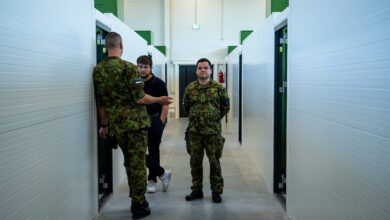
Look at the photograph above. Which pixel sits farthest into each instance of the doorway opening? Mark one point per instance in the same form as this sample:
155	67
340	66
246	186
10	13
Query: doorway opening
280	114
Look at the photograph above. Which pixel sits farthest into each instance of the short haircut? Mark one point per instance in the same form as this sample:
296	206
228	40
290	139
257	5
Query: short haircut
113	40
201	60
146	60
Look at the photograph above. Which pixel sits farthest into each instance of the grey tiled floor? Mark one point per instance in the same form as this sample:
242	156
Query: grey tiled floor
* * *
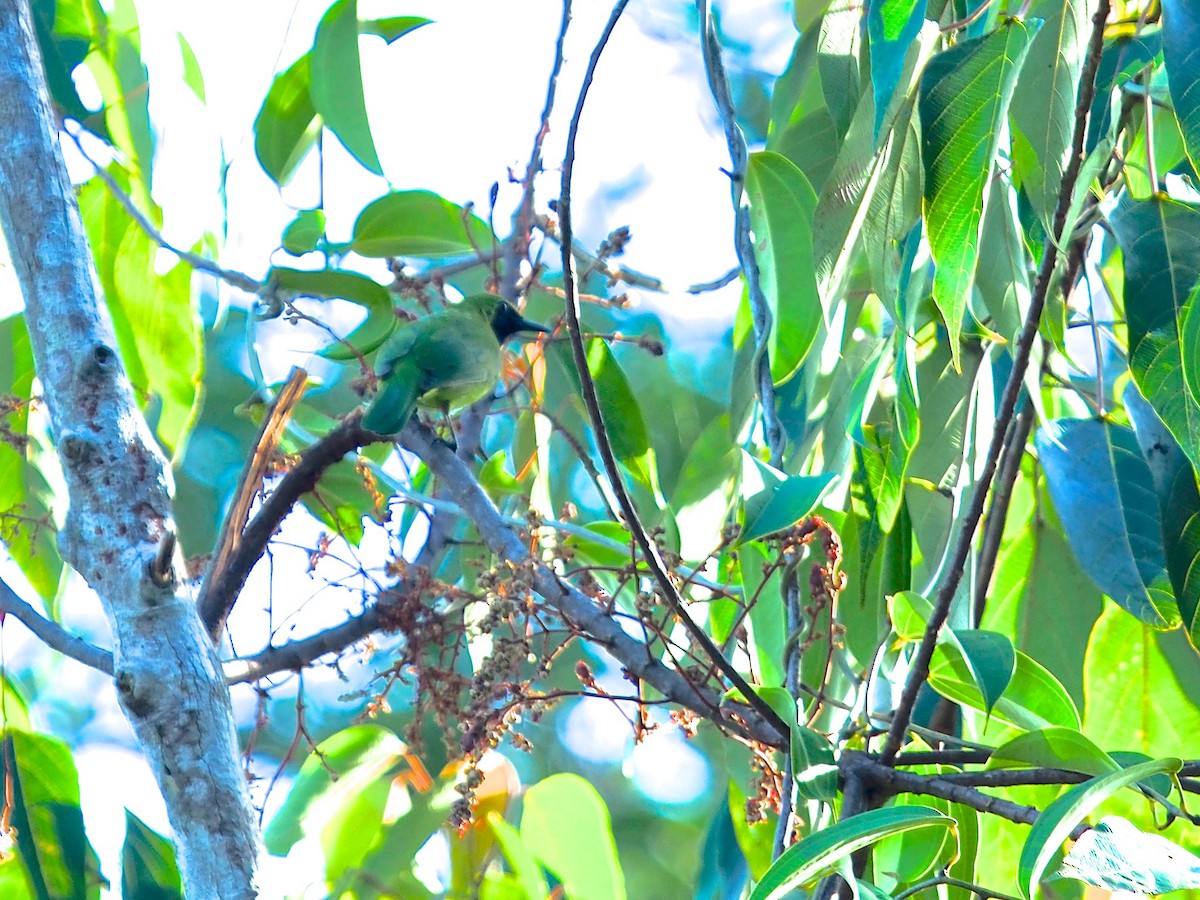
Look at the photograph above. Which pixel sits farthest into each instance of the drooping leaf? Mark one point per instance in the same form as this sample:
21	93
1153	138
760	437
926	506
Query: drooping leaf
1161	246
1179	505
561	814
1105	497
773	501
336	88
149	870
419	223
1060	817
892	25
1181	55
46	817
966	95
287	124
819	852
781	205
* * *
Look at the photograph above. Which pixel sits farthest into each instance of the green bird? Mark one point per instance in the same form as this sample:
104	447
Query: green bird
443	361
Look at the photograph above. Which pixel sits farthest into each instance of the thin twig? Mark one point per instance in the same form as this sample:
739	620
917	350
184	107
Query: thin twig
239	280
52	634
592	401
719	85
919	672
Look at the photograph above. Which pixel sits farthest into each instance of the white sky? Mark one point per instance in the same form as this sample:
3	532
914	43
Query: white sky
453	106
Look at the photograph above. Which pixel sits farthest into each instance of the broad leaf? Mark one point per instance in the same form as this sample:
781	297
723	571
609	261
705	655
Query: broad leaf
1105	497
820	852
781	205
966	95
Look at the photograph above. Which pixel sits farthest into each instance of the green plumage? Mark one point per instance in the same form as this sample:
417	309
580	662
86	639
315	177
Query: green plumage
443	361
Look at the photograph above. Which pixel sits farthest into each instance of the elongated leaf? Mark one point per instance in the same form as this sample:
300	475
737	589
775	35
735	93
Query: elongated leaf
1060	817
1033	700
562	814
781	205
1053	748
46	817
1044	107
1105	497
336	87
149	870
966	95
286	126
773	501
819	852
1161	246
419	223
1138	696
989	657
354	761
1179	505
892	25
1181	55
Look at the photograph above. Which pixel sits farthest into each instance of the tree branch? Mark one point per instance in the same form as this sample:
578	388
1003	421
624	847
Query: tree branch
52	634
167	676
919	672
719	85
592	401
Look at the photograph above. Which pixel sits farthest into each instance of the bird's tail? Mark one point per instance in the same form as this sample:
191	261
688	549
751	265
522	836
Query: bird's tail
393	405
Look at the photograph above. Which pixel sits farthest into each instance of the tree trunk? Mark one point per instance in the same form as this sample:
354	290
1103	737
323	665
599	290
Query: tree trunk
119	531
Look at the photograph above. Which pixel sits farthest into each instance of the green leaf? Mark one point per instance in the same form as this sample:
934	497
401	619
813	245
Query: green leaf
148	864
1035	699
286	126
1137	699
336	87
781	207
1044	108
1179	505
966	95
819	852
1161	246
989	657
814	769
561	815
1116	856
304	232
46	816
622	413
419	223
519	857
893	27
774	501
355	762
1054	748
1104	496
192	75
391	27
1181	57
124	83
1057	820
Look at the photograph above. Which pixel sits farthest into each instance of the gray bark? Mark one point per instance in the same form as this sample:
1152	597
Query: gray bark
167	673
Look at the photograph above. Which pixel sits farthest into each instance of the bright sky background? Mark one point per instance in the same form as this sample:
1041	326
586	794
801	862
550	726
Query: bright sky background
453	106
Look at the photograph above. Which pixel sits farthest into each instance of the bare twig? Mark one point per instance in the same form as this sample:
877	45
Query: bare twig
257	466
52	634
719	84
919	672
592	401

--- Short exercise ---
Tally the lines of the material above that contain the string "background", treating uppercase and lowercase as different. Give only the number.

--- Answer to this task ---
2